--- PROVIDED TEXT ---

The traditional NoCOUG SQL challenge has been launched this year with a twist: In the wake of the “BigData” trend/buzz, it’s now been upgraded to a “SQL and/vs. NoSQL” challenge. I took on the challenge, treading through my SQL comfort zone and thinking of ways I could bend relational algebra to solve the wicked puzzle suggested this year.
And I guess I would’ve been happy to stick to my guns and get cozy in my es-cu-el corner, hadn’t I had colleagues who specialize in being inspirational and in getting you to “up your game”, pull your socks up, take on new challenges, and learn new skills. I’m lucky to have a number of those, and I’m grateful to them!
As a result, I was lured into thinking outside my SQL-box to answer the NoCOUG call. All I knew about NoSQL was exactly that: that is was “No SQL”. So off I went to find out more about it.
WARNING: If you decide to continue reading, you’re doing so at your own risk!! Please don’t take any of the text below as advice. On the other hand, if you have any constructive comments to correct/improve/build upon my approach, I’d love to hear from you and learn from the discussion! So please don’t be shy to help. :)
What’s NoSQL?
I had little idea where to start, so I started looking for information about NoSQL. I soon realized that this subject was very wide and that “NoSQL” is just an umbrella term covering a myriad of different databases, languages, technologies, etc. It’s hard to define what it actually is, so I guess this is why it’s rather defined in terms of what it’s not.
In general terms, NoSQL databases include management systems that (a) do not make use of the SQL language, (b) do not implement ACID properties and generally, and (c) use a distributed and fault tolerant architecture. These databases are optimized to efficiently retrieve data and append operations, but lack in the features and richness of the well-known RDBMS system we’re used to. They are designed to scale well and transparently but not to offer the richness of tools and flexibility of a traditional RDBMS.
If you delved into NoSQL land, you could stay there forever and never run out of new things to learn; at least this is my impression. The amount of different adopted technologies and implementations is mesmerizing, and you need to focus on something to avoid getting lost in an avalanche of information. And so I did: After some reading, I chose to learn more about Cassandra, a key-value store database, and tried to use it to solve the problem at hand.

--- RECORD EXTRACTS ---

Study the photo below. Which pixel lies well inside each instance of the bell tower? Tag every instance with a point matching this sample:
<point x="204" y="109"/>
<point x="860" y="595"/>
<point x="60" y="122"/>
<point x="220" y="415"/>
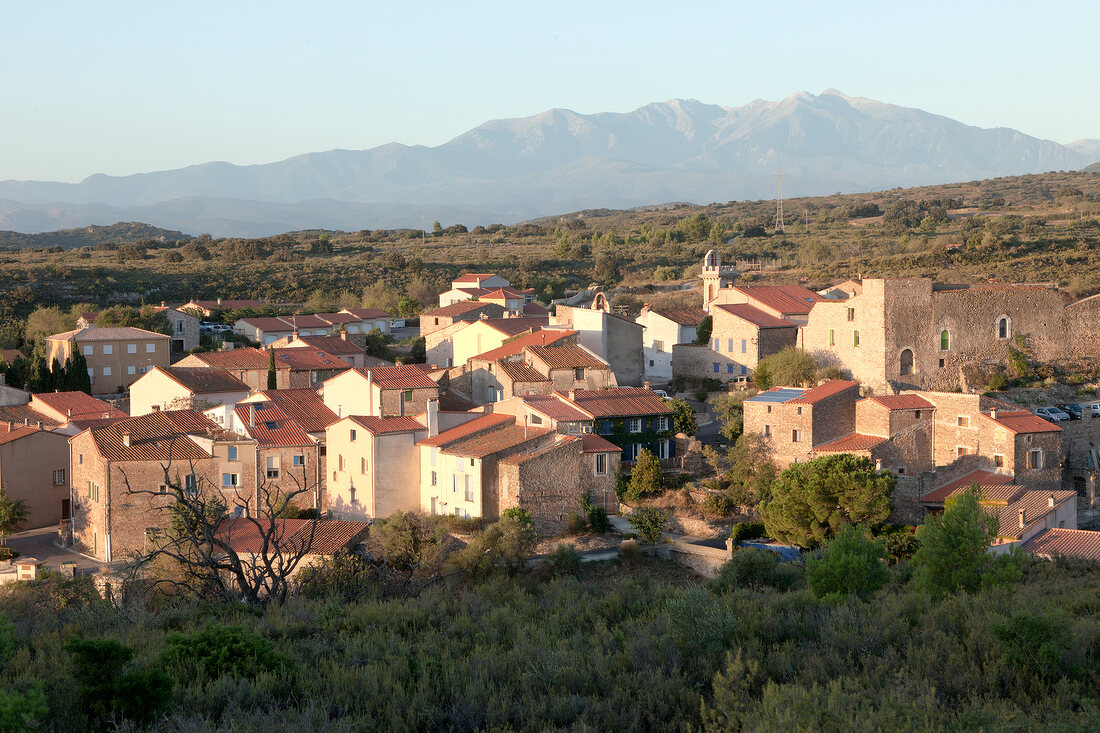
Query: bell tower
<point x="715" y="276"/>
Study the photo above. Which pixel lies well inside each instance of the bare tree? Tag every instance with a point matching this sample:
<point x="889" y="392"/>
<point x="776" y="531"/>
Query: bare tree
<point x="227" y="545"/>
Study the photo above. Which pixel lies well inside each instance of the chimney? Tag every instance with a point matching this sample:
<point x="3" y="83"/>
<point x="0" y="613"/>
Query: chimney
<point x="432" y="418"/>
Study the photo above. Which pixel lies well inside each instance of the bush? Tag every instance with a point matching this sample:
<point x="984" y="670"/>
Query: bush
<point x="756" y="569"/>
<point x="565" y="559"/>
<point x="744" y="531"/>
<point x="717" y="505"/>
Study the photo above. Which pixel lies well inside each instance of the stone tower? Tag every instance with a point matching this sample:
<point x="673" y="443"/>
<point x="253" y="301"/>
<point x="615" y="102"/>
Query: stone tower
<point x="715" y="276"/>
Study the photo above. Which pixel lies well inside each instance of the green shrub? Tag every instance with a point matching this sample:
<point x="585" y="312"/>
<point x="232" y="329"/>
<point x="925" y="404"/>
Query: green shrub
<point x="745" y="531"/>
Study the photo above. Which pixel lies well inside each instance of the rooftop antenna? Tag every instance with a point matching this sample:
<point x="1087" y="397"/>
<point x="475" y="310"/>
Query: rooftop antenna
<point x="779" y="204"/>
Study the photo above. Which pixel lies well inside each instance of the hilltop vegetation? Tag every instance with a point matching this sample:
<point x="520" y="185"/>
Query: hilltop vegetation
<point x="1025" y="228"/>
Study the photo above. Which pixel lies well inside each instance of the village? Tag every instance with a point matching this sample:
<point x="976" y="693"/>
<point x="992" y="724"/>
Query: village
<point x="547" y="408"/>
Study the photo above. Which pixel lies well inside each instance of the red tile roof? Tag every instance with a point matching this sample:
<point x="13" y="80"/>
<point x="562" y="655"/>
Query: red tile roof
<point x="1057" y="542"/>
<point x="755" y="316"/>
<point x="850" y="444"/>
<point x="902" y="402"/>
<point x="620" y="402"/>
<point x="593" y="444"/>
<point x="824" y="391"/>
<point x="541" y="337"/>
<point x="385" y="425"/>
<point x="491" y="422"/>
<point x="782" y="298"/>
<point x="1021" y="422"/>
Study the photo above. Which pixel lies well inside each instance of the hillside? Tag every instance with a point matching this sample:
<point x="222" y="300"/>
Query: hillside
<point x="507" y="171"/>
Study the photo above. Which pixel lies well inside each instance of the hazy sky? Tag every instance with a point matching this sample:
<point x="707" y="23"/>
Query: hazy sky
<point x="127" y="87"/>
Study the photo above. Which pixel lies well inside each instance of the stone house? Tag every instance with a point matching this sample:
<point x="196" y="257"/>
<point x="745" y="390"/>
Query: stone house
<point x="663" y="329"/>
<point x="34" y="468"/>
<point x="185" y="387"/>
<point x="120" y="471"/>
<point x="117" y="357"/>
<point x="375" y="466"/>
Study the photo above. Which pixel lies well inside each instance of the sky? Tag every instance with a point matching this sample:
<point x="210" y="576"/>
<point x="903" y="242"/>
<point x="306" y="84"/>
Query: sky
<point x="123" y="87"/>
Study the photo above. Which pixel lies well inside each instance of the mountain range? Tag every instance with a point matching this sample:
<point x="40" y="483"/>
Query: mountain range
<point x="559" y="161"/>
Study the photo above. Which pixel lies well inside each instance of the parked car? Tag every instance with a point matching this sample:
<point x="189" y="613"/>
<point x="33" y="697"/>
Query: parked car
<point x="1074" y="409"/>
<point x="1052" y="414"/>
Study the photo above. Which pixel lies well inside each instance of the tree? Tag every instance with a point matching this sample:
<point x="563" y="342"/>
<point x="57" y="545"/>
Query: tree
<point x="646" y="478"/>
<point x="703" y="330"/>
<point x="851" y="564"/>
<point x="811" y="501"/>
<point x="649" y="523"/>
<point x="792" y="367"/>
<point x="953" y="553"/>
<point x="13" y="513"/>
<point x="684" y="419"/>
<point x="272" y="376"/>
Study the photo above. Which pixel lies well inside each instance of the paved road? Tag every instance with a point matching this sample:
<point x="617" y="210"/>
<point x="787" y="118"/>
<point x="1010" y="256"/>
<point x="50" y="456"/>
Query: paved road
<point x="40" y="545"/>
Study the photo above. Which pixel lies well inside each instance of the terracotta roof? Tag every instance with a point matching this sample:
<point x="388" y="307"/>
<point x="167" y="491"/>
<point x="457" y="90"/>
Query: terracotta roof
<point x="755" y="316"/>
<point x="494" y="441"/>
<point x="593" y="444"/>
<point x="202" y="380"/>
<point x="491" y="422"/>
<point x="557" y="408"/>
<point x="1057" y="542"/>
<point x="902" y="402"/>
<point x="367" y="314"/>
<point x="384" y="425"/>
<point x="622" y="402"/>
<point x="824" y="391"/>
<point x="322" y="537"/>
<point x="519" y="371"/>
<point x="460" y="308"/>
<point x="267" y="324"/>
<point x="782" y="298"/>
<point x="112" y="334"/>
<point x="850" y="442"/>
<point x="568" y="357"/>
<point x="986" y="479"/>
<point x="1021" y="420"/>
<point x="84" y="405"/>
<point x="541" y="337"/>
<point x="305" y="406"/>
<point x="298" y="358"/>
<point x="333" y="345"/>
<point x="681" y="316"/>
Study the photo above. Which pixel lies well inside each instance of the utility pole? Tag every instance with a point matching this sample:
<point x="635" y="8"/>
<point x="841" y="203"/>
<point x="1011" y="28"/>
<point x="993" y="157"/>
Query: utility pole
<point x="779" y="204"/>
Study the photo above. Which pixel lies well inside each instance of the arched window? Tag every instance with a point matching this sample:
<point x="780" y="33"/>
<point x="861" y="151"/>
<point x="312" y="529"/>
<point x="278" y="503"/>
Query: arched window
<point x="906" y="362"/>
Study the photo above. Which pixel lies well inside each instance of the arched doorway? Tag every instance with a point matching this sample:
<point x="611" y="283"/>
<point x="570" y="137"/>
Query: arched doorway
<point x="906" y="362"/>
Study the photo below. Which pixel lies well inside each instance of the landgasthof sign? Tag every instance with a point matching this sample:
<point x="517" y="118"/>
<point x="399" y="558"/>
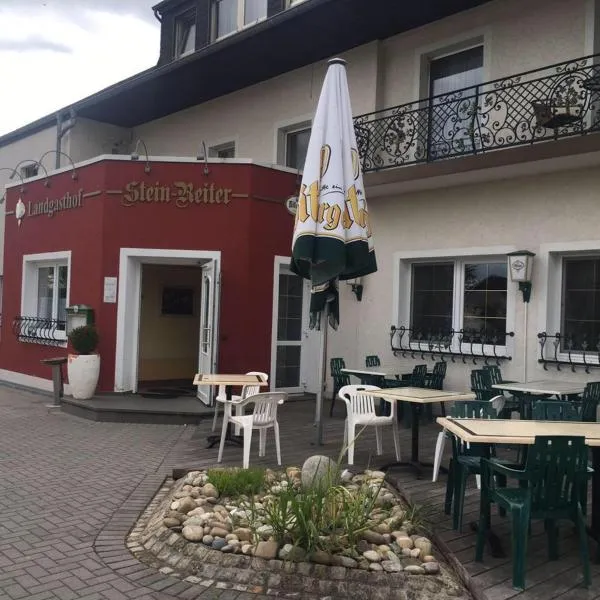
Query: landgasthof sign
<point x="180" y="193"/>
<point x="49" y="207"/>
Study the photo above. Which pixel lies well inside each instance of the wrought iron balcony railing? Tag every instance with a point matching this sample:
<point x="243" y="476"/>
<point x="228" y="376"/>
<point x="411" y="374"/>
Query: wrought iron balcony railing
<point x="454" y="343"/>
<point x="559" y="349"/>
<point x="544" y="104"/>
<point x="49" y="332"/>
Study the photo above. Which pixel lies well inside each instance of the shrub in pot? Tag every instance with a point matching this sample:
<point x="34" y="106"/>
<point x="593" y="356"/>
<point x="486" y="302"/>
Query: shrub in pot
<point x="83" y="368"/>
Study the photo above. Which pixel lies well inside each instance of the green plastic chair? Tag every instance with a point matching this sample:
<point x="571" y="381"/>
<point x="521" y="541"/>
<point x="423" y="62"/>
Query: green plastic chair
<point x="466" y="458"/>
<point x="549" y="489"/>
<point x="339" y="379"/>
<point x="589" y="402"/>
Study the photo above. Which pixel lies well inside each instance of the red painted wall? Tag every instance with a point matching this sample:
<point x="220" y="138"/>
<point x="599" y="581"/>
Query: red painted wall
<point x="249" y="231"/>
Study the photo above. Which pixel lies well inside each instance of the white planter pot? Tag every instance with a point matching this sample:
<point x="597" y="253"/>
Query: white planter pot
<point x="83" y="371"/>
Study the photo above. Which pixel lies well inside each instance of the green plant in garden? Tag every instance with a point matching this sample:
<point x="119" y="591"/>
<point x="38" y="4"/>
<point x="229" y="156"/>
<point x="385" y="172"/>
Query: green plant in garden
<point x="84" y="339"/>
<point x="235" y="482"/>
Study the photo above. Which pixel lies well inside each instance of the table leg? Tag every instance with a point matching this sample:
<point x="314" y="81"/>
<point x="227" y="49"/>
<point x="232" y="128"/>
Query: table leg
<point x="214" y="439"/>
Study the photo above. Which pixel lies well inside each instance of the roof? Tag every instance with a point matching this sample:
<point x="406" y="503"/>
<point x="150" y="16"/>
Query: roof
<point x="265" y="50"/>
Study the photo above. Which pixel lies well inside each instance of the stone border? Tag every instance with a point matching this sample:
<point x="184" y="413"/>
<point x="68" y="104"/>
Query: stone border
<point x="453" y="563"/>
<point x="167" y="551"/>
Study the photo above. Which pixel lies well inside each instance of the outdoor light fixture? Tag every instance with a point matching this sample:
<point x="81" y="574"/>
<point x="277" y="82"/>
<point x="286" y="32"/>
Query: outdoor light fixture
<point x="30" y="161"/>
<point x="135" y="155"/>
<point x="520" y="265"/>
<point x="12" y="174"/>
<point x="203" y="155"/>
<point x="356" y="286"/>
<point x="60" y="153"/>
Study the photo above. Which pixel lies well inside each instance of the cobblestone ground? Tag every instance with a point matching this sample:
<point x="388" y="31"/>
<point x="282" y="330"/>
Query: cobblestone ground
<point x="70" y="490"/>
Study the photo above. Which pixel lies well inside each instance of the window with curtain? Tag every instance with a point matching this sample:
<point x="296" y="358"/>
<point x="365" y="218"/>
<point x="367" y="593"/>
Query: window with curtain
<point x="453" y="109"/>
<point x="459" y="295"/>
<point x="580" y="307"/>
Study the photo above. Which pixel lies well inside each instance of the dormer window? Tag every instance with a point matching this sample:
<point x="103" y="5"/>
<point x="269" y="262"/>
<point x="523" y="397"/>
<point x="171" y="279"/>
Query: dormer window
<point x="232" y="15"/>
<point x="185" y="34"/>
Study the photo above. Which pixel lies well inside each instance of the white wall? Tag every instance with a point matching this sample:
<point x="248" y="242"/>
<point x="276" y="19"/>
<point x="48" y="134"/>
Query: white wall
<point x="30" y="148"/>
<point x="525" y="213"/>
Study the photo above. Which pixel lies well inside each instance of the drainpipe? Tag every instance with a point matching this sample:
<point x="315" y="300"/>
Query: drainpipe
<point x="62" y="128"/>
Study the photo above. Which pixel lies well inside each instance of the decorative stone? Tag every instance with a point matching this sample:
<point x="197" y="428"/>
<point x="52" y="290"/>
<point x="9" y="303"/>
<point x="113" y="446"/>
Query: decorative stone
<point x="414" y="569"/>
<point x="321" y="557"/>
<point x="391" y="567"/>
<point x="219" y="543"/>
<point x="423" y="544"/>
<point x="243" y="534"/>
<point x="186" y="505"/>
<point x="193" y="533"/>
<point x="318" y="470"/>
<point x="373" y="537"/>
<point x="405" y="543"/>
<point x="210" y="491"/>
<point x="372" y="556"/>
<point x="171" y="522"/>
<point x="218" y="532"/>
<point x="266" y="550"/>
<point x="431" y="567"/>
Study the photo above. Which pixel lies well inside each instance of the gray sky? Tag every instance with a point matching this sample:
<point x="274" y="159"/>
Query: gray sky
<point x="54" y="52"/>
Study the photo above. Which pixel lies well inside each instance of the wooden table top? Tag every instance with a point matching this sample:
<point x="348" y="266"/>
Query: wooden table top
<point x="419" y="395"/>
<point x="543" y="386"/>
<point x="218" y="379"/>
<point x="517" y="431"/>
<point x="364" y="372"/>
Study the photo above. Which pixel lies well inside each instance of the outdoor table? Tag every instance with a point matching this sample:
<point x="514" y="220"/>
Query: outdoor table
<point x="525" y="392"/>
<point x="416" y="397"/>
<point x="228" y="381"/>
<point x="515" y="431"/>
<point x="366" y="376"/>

---

## SET OF TASKS
1: From the post above about the NoSQL challenge, pull out everything from "And I guess" down to "What’s NoSQL?".
2: In the post above about the NoSQL challenge, which database did the writer pick to learn more about and use on the problem?

## ANSWERS
1:
And I guess I would’ve been happy to stick to my guns and get cozy in my es-cu-el corner, hadn’t I had colleagues who specialize in being inspirational and in getting you to “up your game”, pull your socks up, take on new challenges, and learn new skills. I’m lucky to have a number of those, and I’m grateful to them!
As a result, I was lured into thinking outside my SQL-box to answer the NoCOUG call. All I knew about NoSQL was exactly that: that is was “No SQL”. So off I went to find out more about it.
WARNING: If you decide to continue reading, you’re doing so at your own risk!! Please don’t take any of the text below as advice. On the other hand, if you have any constructive comments to correct/improve/build upon my approach, I’d love to hear from you and learn from the discussion! So please don’t be shy to help. :)
What’s NoSQL?

2: Cassandra, a key-value store database.